In the days when Lift One
cruised by the Skiers Chalet at arm’s length, the vents spewed fat pheromones at
every skier heading up Aspen Mountain. Lift One was a single-chair lift with the
chairs spaced far apart so it could run faster. Getting on was quite an
experience, with no detached chair slowly approaching. By the time you gained
confidence that maybe you would not fall out of the chair, you were in front of
the Skiers Chalet. Even if you mentally tried not to notice, your nose would
recognize America’s lunchtime staple. Even vegetarians were tempted to visit the
lunch line.
In skiers’ memory, the scintillating invitation of grilled
hamburgers in winter cold ranks alongside views of snow-capped peaks and the
feel of fluffy powder. That fragrance is an integral part of the mountain
experience. Fresh air, sunshine and exhilarating exercise build appetite. By 11
a.m., stomach pangs begin just as the patties hit the grill. Riding a lift or
skiing by the grill is distracting at best and can become downright
risky.

__Required task 1__
Pull out the records word for word, everything from the line containing "Could you put a marker on the wooden staircase" down to the last line of the records, keeping both of those lines.
The records below have no connection to the text above.

Data pulled from a collection
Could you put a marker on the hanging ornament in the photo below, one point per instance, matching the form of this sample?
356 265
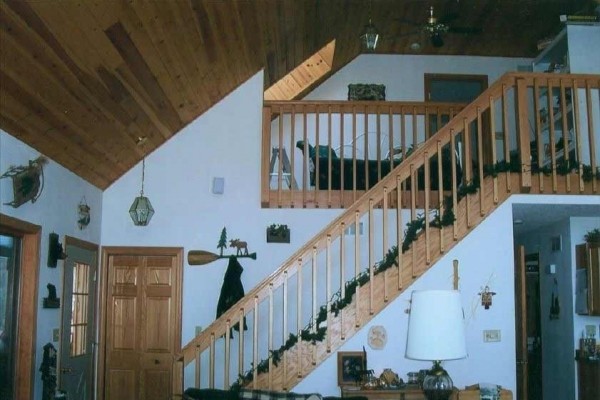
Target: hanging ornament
83 214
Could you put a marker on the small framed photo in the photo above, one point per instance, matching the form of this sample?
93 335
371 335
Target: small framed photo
351 367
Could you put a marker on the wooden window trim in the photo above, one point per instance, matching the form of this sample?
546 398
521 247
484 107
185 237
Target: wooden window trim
30 235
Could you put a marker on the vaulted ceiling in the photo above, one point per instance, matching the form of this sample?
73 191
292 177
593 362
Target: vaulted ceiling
81 81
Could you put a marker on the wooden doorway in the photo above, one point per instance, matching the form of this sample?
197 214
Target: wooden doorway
27 303
78 328
141 322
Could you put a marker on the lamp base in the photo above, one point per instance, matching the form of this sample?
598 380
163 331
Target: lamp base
437 384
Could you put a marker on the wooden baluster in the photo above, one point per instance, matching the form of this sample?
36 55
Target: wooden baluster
270 336
280 155
299 318
506 135
399 230
426 189
241 344
440 195
317 160
494 152
468 167
402 134
552 143
357 264
342 274
314 302
329 156
255 345
284 330
427 127
413 216
371 257
211 362
591 135
565 138
366 148
385 238
328 292
577 125
198 366
266 149
415 132
523 137
342 188
305 163
378 120
454 182
354 183
292 158
538 133
391 137
226 354
480 162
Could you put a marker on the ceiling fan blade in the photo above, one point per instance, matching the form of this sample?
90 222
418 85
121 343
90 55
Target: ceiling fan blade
465 30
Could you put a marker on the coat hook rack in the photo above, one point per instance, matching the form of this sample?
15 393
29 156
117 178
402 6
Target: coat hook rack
202 257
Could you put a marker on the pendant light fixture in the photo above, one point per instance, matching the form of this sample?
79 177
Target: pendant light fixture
370 34
141 210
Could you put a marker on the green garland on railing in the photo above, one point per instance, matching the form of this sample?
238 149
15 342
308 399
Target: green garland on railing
413 229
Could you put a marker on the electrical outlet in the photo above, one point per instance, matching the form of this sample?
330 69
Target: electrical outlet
491 335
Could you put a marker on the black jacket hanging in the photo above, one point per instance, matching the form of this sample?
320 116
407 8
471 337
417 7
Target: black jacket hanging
232 289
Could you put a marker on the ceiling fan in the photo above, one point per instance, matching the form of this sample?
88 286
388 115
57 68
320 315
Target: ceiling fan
436 28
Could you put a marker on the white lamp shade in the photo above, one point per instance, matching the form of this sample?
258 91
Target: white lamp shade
436 329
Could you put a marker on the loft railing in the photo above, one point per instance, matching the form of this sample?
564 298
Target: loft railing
339 280
328 153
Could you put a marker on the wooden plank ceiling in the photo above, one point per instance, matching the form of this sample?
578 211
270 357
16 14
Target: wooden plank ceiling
81 81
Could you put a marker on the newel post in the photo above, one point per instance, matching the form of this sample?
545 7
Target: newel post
523 136
265 154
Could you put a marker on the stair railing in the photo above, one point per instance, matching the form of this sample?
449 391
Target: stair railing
321 295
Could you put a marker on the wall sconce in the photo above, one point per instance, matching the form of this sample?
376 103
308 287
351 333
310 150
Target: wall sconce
486 297
55 250
141 210
83 214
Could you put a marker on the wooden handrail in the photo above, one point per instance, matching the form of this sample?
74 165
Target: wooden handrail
403 183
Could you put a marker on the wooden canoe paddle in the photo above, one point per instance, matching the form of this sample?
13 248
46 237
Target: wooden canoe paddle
202 257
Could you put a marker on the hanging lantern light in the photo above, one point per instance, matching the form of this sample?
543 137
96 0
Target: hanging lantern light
141 210
370 36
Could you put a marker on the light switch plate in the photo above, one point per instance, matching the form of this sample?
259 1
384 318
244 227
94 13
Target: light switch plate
491 335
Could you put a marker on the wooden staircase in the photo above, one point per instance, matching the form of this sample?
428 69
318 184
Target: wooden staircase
309 285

__Required task 2__
Keep writing the piece about the grilled-burger smell at the Skiers Chalet, picking up right after its last sentence.

__Exercise output 1__
Could you put a marker on the wooden staircase in the photo above, one point per instance, matching the form of this sample?
428 69
318 184
Target: wooden staircase
309 285

__Exercise output 2__
Who can resist this olfactory obsession? It is stronger than the
lure of garlic that wafts down city streets dominated by restaurants. Stronger
than the urge to eat when you’re hungry at the grocery store. Animal fat, frying
slope-side, is less resistible for a skier than a newly opened can of tuna to a
cat.
You could not be disappointed if you gave in to the temptation of an
enticing Skiers Chalet burger. The beef, Colorado range-fed, offered a hint of
sage. It was ground fresh daily at Beck and Bishop grocery by either Albert or
Barney Bishop. Just the right amount of fat was mixed in to ensure barbecue
“broadcasting,” and in those days restaurants did not have sophisticated fat
traps in their stove vents. Condiment choices were few and cheese choice was
limited to American. Why alter the pure taste of barbecued beef?
You
could have the same Beck and Bishop beef at the Sundeck, but it didn’t taste the
same. The Sundeck’s location allowed the wind to disperse fragrance over a much
larger area, diminishing its effect. The skier became more acutely aware of the
close relationship of nose to taste buds at the Skiers Chalet.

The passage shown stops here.